# Your task:
Where a line in the entries below contains the word "brick", count it. Return the total alone.

(Saved entries)
○ ○ ○

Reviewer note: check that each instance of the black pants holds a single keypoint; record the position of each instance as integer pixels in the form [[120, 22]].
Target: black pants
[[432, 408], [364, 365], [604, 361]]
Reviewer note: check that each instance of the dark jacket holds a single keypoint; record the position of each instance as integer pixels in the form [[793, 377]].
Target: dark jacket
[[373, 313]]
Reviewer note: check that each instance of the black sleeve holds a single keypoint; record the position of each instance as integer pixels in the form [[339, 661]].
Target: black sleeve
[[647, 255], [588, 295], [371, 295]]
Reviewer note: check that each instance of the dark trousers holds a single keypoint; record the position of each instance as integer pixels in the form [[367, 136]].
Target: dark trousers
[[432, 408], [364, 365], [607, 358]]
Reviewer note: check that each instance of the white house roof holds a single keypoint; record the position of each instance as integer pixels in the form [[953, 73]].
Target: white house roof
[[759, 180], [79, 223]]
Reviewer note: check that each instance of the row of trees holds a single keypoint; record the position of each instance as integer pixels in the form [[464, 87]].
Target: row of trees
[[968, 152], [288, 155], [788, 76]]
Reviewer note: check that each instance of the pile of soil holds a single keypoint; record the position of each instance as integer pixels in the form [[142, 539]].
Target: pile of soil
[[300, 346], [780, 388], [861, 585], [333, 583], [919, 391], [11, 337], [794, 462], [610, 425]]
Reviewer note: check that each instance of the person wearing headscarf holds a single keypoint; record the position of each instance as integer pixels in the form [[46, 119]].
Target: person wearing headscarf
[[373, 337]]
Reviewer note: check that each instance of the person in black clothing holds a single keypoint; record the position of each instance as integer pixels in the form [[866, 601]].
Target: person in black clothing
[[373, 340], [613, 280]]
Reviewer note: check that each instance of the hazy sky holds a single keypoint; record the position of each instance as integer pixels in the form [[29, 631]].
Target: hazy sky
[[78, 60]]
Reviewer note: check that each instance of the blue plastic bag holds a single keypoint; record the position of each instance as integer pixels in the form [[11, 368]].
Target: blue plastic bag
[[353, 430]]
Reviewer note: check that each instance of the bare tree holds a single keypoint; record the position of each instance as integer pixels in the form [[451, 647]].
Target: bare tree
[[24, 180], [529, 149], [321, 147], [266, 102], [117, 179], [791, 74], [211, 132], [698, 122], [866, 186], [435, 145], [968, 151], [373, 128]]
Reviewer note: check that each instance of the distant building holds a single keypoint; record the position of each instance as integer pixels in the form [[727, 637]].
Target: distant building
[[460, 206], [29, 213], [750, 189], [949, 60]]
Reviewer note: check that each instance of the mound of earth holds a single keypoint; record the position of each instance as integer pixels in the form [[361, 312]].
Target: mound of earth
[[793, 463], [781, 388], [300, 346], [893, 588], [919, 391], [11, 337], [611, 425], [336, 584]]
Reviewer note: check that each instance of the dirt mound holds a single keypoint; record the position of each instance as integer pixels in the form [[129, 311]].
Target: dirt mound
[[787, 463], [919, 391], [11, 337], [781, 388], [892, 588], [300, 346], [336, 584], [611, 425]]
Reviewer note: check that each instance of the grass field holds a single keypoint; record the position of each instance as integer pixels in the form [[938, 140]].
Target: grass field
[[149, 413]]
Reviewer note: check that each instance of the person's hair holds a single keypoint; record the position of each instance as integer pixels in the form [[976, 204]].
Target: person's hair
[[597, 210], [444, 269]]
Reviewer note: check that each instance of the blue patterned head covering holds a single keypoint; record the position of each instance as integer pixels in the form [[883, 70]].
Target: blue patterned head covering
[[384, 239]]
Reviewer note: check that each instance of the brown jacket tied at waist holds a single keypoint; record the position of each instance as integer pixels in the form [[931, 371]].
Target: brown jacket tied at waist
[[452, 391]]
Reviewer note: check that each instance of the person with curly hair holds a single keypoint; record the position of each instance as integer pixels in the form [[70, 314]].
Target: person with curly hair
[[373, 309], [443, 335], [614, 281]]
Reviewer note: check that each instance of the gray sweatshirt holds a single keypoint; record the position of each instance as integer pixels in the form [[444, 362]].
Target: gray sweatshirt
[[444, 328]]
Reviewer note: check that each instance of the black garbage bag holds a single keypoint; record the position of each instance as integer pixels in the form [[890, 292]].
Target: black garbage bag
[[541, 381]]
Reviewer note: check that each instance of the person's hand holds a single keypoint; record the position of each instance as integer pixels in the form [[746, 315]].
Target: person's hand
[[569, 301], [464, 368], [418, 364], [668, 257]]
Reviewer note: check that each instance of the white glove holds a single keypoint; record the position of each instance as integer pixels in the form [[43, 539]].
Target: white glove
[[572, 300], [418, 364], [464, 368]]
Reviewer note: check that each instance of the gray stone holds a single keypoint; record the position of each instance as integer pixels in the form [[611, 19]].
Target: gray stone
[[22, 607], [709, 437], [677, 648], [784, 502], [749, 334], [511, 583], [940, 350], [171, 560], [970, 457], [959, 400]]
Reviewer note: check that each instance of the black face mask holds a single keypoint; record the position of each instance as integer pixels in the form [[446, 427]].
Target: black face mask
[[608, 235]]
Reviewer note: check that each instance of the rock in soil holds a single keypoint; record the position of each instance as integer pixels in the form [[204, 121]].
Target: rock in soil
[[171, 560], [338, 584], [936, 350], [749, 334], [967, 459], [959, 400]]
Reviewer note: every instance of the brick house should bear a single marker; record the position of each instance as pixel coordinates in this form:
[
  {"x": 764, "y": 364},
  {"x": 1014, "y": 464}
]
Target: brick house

○ ○ ○

# Reply:
2